• **To be done**
Answer these from the Ethan Allen passage:
1. Who handed Allen the proposal on the road to Arlington?
2. What was Vermont called before its declaration of independence in 1777?
3. In what year did Allen create the Onion River Land Company?

• **Source passage**
§ §
Hedging His Bets: Ethan Allen, the Haldimand Negotiations, and Allegiance in the American Revolution

Benjamin Anderson

It was the summer of 1780 when Ethan Allen, Vermont’s self-proclaimed leader, was approached by a man on a dusty road to Arlington. Beverly Robinson, a Virginian Loyalist and friend of British Commander-in-Chief Henry Clinton, looked down at Allen from atop his horse and handed him a piece of paper. It was a proposal to Allen and Vermont: renounce their commitment to the Union, return to the British Empire, and they could potentially be rewarded with a “separate government under the king and constitution of England” with their lands validated.[1] Allen promised to consider the proposal and Robinson rode into the distance.

This episode and what was to follow demonstrated Allen was not unlike the average American during the American Revolutionary War. By promising to consider Robinson’s proposal, he was hedging his bets, looking to side with whoever he thought was likely to win the war. In recent decades, historians, especially of the southern theater of war and New York, have discovered that this action was not unusual during the Revolutionary War. Survival trumped patriotism.[2] In Vermont, as Allen exemplifies, land validation transcended nations and ideals.

The struggle for land validation was the overwhelming issue in Vermont (called the New Hampshire Grants prior to its declaration of independence in 1777) stemming from the confusion and uncertainty that characterized the eighteenth-century colonial borders. From the 1740s to the start of the Revolutionary War, both New Hampshire and New York staked claims to it and issued land grants that amounted to millions of acres. To facilitate a personal profit, the avaricious and opportunistic New Hampshire Royal Governor Benning Wentworth sold land grants at incredibly cheap rates, thus attracting many New Englanders to the region. On multiple occasions, they clashed with the New York authorities, who demanded they pay quitrents to validate their lands.

Statue of Ethan Allen by Larkin Goldsmith Mead, via Wikimedia Commons. No contemporary image of Allen is known to be extant.

Allen arrived in the Grants after a decade of misery and personal failure. Ever the opportunist, he declared himself the settlers’ new leader and immediately set about uniting the population around a collective identity and against New York. He coordinated the resistance to New York with the Green Mountain Boys and terrorized the Yorker authorities and settlers. Informed by the same Lockean arguments of liberty and property as the colonists that protested Britain’s enforcement of various taxation measures, Allen’s leadership was just as much influenced by his commitment to securing his family’s future through land speculation. In 1773 he created the Onion River Land Company with his brother and cousin. By the start of the Revolutionary War, they had accumulated a land empire, namely in the western Grants, that amounted to some 70,000 acres worth more than $100,000. Such figures would ensure Allen’s immediate and wider family would be sustained for many generations to come.
§ §
• **Given entries**
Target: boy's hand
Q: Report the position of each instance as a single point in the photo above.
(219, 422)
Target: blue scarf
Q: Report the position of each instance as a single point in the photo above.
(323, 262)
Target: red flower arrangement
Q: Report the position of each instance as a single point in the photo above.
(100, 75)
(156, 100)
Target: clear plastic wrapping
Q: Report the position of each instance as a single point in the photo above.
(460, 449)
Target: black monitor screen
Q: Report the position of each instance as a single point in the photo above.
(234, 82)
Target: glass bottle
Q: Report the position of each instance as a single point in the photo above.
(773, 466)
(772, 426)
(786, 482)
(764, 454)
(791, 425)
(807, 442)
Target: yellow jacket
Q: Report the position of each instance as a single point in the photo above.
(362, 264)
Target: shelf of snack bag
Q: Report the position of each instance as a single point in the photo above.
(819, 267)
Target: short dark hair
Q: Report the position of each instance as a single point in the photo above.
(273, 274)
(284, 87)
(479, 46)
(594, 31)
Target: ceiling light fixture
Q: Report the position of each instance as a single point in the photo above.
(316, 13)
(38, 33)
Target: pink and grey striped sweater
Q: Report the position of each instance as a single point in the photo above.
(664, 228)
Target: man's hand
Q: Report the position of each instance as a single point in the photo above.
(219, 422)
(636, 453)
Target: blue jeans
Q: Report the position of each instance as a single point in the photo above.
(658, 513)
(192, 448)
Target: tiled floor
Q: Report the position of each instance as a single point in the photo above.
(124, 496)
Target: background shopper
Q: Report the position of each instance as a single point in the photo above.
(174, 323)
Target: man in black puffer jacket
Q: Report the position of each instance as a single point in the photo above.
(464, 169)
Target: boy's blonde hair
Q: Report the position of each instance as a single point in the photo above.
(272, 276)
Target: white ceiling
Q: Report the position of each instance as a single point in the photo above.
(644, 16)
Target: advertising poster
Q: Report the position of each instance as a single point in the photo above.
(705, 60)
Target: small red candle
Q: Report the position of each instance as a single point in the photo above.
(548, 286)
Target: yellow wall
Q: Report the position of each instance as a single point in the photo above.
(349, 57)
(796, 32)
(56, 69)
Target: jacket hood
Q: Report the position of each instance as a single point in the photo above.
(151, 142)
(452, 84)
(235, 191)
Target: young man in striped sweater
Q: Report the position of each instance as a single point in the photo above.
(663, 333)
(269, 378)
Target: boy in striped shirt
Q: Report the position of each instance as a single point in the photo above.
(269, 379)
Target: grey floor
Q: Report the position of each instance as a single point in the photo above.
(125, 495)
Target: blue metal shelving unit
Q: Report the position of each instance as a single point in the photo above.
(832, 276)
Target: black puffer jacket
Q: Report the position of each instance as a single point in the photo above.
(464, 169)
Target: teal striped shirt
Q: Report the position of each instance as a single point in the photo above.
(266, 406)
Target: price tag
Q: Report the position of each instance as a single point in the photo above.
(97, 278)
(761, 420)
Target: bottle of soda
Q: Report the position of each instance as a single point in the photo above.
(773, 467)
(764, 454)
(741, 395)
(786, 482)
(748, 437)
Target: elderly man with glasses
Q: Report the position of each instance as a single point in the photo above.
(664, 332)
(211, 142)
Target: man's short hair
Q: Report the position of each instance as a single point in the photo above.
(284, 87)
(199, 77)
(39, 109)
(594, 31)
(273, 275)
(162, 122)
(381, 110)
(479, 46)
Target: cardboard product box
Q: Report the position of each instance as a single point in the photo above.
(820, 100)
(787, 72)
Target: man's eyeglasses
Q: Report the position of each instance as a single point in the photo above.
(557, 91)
§ §
• **Response to this exercise**
1. Beverly Robinson
2. The New Hampshire Grants
3. 1773